Dataset records below:

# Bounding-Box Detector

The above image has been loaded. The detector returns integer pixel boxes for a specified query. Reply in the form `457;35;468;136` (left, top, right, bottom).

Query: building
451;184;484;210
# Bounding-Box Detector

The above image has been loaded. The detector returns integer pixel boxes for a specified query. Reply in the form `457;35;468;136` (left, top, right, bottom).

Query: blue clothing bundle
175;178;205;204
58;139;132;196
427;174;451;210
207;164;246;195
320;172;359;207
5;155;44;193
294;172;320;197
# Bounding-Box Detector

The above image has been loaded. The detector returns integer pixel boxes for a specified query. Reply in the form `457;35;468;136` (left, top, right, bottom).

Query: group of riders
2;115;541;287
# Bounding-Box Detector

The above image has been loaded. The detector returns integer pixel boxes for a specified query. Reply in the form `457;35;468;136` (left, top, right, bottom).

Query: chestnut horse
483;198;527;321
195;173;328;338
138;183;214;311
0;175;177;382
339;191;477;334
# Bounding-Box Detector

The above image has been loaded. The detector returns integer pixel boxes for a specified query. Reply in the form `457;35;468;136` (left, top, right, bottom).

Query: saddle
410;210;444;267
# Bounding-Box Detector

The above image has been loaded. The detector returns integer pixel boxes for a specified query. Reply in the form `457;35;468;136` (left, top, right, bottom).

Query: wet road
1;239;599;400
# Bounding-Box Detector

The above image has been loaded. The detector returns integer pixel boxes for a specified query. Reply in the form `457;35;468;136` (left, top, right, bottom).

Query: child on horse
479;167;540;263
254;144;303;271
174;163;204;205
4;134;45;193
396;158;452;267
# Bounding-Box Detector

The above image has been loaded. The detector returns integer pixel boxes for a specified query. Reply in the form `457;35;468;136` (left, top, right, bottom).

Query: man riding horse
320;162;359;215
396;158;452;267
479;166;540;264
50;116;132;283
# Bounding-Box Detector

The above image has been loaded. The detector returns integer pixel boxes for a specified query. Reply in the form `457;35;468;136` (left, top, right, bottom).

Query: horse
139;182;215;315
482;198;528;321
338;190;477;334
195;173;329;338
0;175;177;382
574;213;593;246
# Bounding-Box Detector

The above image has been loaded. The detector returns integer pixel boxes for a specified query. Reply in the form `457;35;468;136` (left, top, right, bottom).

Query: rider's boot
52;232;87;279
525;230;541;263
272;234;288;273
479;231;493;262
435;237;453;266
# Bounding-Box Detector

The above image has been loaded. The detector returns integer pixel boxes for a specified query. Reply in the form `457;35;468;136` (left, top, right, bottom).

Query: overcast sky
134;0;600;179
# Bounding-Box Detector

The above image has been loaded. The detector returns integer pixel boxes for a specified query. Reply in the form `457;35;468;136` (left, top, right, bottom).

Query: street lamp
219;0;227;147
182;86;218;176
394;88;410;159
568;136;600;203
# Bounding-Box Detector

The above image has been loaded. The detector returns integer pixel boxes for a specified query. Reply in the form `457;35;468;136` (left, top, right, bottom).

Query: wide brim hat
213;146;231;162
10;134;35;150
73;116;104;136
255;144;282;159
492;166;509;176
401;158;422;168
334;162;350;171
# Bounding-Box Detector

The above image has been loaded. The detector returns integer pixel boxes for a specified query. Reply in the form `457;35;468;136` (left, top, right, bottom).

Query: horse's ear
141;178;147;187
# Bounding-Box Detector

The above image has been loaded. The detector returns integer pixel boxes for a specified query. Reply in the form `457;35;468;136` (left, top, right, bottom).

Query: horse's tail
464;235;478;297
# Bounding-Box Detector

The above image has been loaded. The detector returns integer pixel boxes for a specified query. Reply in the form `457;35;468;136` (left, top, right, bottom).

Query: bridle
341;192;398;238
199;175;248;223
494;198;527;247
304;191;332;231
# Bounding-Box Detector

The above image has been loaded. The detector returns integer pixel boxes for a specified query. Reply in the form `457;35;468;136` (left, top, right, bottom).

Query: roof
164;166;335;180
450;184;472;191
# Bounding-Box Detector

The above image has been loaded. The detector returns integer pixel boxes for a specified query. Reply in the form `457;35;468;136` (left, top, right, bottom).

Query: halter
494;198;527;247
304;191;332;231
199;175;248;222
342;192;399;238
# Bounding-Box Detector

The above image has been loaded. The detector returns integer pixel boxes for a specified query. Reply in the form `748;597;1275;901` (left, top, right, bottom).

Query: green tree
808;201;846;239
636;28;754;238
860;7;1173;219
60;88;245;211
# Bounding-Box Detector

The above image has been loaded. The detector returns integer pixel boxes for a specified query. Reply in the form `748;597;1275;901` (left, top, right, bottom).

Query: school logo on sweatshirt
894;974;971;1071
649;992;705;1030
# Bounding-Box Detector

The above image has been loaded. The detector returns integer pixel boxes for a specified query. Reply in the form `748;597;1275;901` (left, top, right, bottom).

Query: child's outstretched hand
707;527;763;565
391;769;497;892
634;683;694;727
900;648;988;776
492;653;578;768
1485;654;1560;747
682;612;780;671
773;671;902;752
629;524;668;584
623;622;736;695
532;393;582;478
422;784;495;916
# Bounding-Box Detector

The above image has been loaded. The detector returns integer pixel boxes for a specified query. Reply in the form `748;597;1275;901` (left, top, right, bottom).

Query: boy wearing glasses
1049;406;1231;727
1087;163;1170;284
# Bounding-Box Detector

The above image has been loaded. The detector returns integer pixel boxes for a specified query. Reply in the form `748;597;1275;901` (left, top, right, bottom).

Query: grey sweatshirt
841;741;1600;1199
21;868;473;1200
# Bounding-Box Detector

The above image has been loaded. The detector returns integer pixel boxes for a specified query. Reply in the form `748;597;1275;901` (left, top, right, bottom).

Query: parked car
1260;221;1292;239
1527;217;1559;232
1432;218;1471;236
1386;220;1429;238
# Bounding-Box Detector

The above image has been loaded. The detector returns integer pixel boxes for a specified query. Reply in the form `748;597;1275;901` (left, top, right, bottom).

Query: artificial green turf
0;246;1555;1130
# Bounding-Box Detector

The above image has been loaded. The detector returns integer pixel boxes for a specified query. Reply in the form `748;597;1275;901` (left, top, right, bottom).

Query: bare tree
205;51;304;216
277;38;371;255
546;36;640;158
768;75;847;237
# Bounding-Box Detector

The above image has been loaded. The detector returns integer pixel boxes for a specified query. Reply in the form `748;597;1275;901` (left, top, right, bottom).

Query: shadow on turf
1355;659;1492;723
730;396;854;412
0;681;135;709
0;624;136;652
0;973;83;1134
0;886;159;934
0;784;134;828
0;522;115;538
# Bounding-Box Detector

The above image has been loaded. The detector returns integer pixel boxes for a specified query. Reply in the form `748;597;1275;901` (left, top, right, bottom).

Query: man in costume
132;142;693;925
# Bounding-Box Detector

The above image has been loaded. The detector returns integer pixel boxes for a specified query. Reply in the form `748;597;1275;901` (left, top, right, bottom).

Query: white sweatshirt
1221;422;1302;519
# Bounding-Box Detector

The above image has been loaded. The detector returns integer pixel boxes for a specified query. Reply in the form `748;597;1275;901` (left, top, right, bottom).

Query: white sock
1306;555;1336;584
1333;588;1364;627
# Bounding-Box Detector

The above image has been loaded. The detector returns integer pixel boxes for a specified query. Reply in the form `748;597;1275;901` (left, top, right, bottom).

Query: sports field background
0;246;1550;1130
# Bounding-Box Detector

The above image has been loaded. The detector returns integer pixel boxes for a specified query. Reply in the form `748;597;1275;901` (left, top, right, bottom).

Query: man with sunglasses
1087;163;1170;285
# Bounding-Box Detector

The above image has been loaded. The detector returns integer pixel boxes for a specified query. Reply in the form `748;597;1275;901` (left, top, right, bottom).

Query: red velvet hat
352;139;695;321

End of Dataset records.

Your instructions:
Write out all of the records word for word.

Response to the task:
# Bounding-Box Detector

The above image has been loaded. The detector returns integer pixel boxes for a specified query. Reply in the form `457;35;468;136` (left, top, right, bottom).

Query: building
451;184;484;210
# Bounding-Box Detector

The above image has been loaded. The detector returns integer pixel boxes for a specified query. Reply in the form `457;35;468;136` (left, top, right, bottom).

Query: blue clothing bundle
175;178;205;204
58;139;132;196
427;174;451;210
207;164;246;195
320;172;359;207
5;155;44;193
294;172;320;197
# Bounding-Box Detector

The above image has been loaded. The detector returns integer pixel boxes for a specified query. Reply in the form `457;35;468;136` (left, top, right, bottom).

Query: group of riders
2;115;541;287
# Bounding-Box Detector

The above image has been loaded. The detector returns integer pixel boxes for a specified query. Reply in the form `457;35;468;136` (left, top, right, bottom).

Query: chestnut horse
483;198;527;321
195;173;328;338
138;183;214;311
0;175;177;382
339;191;477;334
# Bounding-Box Detector

The above image has been loaded. The detector returns integer pixel boxes for a specified query. Reply in the form `457;35;468;136` (left, top, right, bottom).

Query: saddle
410;210;444;267
# Bounding-Box Detector

The above image has been loaded. The detector returns integer pixel boxes for a specified query. Reply in the form `457;35;468;136` (left, top, right, bottom).

Query: wet road
1;239;599;400
# Bounding-Box Detector

The above image has been loaded. The detector returns integer pixel boxes for a specified query. Reply in the form `457;35;468;136` (left, top, right, bottom).

Query: child on horse
479;167;540;263
254;144;303;271
174;163;204;205
4;134;45;193
396;158;452;267
# Bounding-Box Detector

The above image has been loaded. The detector returns integer pixel boxes for a specified query. Reply in the form `457;35;468;136` (left, top, right, bottom).

Query: man riding horse
320;162;359;215
396;158;452;267
479;166;540;264
50;116;132;283
# Bounding-Box Detector

The above image has been loaded. The detector returns integer pixel boxes for a specified query. Reply in the form `457;35;468;136` (left, top, right, bottom).

Query: horse
139;182;215;315
482;198;528;321
338;190;477;334
195;173;329;338
0;175;177;382
574;213;593;246
# Bounding-Box Detector

The above image has been loaded. The detector returns integer pixel boxes for a specified query. Reply in the form `457;35;468;136` (left, top, right, bottom).

Query: rider's boot
52;232;87;279
525;230;541;263
272;234;288;273
479;231;493;262
435;237;453;266
# Bounding-Box Detector

The above image has been loaded. The detector returns integer pixel boxes for a specified query. Reply in the form `457;35;468;136` (left, top, right, bottom).

Query: overcast sky
134;0;600;179
# Bounding-Box Detector

The above image has been loaded. The detector returns integer pixel boxes for a specified query. Reply in the form `457;35;468;136` (left, top, right, bottom).

Query: street lamp
219;0;227;147
182;86;218;176
394;88;410;159
568;136;600;203
# Bounding-Box Detector

The above image has been loaded. The detector returns integer pixel boxes for a specified query. Reply in the form `457;35;468;136` (left, top, right, bottom).

Query: wide brim hat
213;146;231;162
10;134;35;150
73;116;104;136
255;144;282;159
492;166;509;176
401;158;422;168
334;162;350;171
# Bounding-Box Detector

The above image has been loaded. The detector returns integer pixel boxes for a specified query. Reply in the form `457;35;468;136` (left, top, right, bottom).

Query: horse's ear
141;178;147;187
# Bounding-Box Detector

The above image has been loaded. The detector returns integer pixel boxes for a specified query. Reply in the form `457;35;468;136` (left, top, right, bottom).

Query: horse's tail
464;235;478;297
# Bounding-Box Detector

The above image has been loaded. The detector returns integer pixel boxes for a specified query. Reply in the form `457;35;468;136` (left, top, right, bottom).

Query: bridle
341;192;398;238
199;175;248;223
494;198;527;247
304;191;332;231
# Bounding-Box Detector

The above image has been loaded. The detector returns integer pixel boxes for a specified query. Reply in the form `457;35;468;136` (left, top, right, bottom).

Query: roof
164;166;335;180
450;184;472;191
# Bounding-Box Detector

The above image has been loaded. The detector returns integer pixel boxes for a specified query. Reply in the form `457;35;468;136` (left, top, right, bottom).

Query: halter
494;198;527;247
304;191;332;231
199;175;248;222
342;192;399;238
# Bounding-Box Detector

The above image has been loaded. The detector returns integer pixel boxes for a specified query. Reply in the form `748;597;1275;901` (left, top, right, bottom).

Query: green tree
808;201;846;239
636;28;754;238
860;7;1173;219
60;88;245;211
# Bounding-Box Detector

The above image has been loaded. The detector returns integer pixel boxes for a specified query. Reply in the form `748;597;1275;901` (left, top, right, bottom).

Query: school logo on sweatshirt
894;974;971;1071
649;992;705;1030
# Bounding-Box Detector

The above image has been loaded. The detector returns integer pixel boxes for a specified query. Reply in the form `748;597;1275;901` (left, top, right, bottom).

Query: child's outstretched hand
707;527;763;565
391;769;497;892
634;683;694;727
900;648;988;776
492;653;578;768
1485;654;1560;747
682;612;780;671
773;671;902;752
629;524;668;584
623;622;736;695
532;393;582;478
422;784;495;916
# Bounding-Box Detector

The above image has been loaded. The detector returns integer pixel boxes for a specified query. Reply in the form `748;597;1275;901` (left, top, right, bottom).

Query: boy wearing glasses
1049;406;1231;727
1087;163;1170;284
# Bounding-Box Detector

The above image has been loaded. The detector returns integer pixel boxes for a specified query. Reply in the form `748;597;1275;901` (left, top, right, bottom).

Query: grey sweatshirt
841;741;1600;1199
21;868;473;1200
# Bounding-Box Detector

The above image has been loaded. The detector returns integer pixel boxes for a specified query. Reply in the form `748;597;1275;901` (left, top, right, bottom).

Query: parked car
1260;221;1292;239
1527;217;1559;232
1432;218;1471;236
1386;220;1429;238
# Bounding-Box Detector

The above image has been loaded. The detector returns integer pixel boxes for a specified query. Reply in the form `748;597;1275;901` (left, top, right, bottom).

Query: artificial green turf
0;246;1555;1130
# Bounding-Box Detector

The above image has been loaded. The detector returns integer pixel boxes for a specified query. Reply in the form `748;597;1275;901` (left, top, right, bottom).

Query: bare tree
205;51;304;216
277;38;371;255
546;36;640;158
768;75;847;237
# Bounding-Box Detector

The above image has been loaded. The detector returns integer pixel boxes for a specified query. Reply in the form `748;597;1275;901` (left, top, right, bottom).

Query: shadow on turf
1355;659;1492;723
730;396;854;412
0;681;135;709
0;624;136;652
0;973;83;1134
0;886;159;934
0;784;134;828
0;522;115;538
# Bounding-Box Detector

The above image has been loaded. The detector returns integer pixel boxes for a specified query. Reply in the form `748;597;1275;901` (left, top, right, bottom).

Query: man in costume
132;142;693;925
# Bounding-Box Detector

The above image has been loaded. The detector returns integer pixel boxes for a specified query. Reply in the form `748;597;1275;901` (left, top, right, bottom).

Query: white sweatshirt
1221;422;1302;519
# Bounding-Box Detector

The above image has been loaded. The detector returns integer pixel boxes for a specified query. Reply in the form `748;597;1275;901` (left, top, right, bottom).

Query: white sock
1306;555;1336;584
1333;588;1364;627
# Bounding-Box Detector

The above image has been loaded. The detector returns integer pixel boxes for a specified query. Reply in the form `748;597;1275;901` (left, top, right, bottom).

Query: sports field background
0;246;1550;1130
# Bounding-Box Detector

The above image has been loaded. The detector returns integer pixel boxes for a specified query. Reply in the form `748;597;1275;901` (left, top, right, bottom).

Query: man with sunglasses
1087;163;1170;285
# Bounding-Box Detector

The above image has been loaded. The detector returns integer pixel boxes for a specified query. Reply in the form `748;597;1275;901` (left, top, right, bottom).

Query: red velvet hat
352;139;695;321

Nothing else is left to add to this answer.